» SUPPLIED PASSAGE

*** Begin section ***

BP Gulf of Mexico Rig Lacked Alarm Systems
DMandPenfold writes "BP's monitoring IT systems on the failed Deepwater Horizon oil rig relied too heavily on engineers following complex data for long periods of time, instead of providing automatic warning alerts. That is a key verdict of the Oil Spill Commission, the authority tasked by President Barack Obama to investigate the Gulf of Mexico disaster."
Three Mile Island, where the complaint was that there were too many alarms going off.
Things will always fail in weird, unexpected ways - that's why you need humans in the loop.
http://www.nytimes.com/2010/06/21/us/21blowout.html?_r=1&pagewanted=all
'Failure of management' and regulators given blame for disaster
http://www.chron.com/disp/story.mpl/business/7367856.html
How British oil giant BP used all the political muscle money can buy to fend off regulators and influence investigations into corporate neglect.
http://www.newsweek.com/2010/05/07/slick-operator.html
This wasn't a technical failure - it was a failure brought out by greed and corruption. The blow-out was only the symptom, and addressing the symptom isn't going to prevent similar incidents from happening again.
We've seen this before - the mortgage disaster and bank bailouts, the savings and loan disaster, etc.

*** End section ***

» INFORMATION SHOWN

*** Begin section ***

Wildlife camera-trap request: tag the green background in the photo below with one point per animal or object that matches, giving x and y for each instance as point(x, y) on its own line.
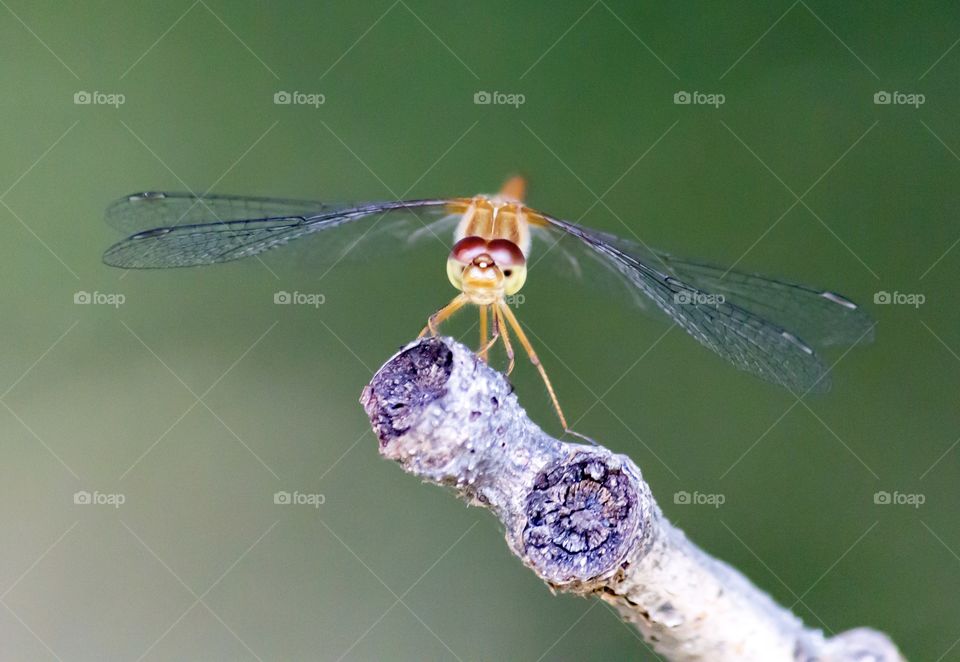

*** End section ***

Shorten the paragraph above in the Deepwater Horizon thread that begins "DMandPenfold writes" into a brief list, keeping its main facts.

- Source: a submission by DMandPenfold.
- BP's monitoring IT systems on the failed Deepwater Horizon oil rig relied too heavily on engineers following complex data for long periods.
- The systems did not provide automatic warning alerts.
- This is a key verdict of the Oil Spill Commission.
- President Barack Obama tasked the commission with investigating the Gulf of Mexico disaster.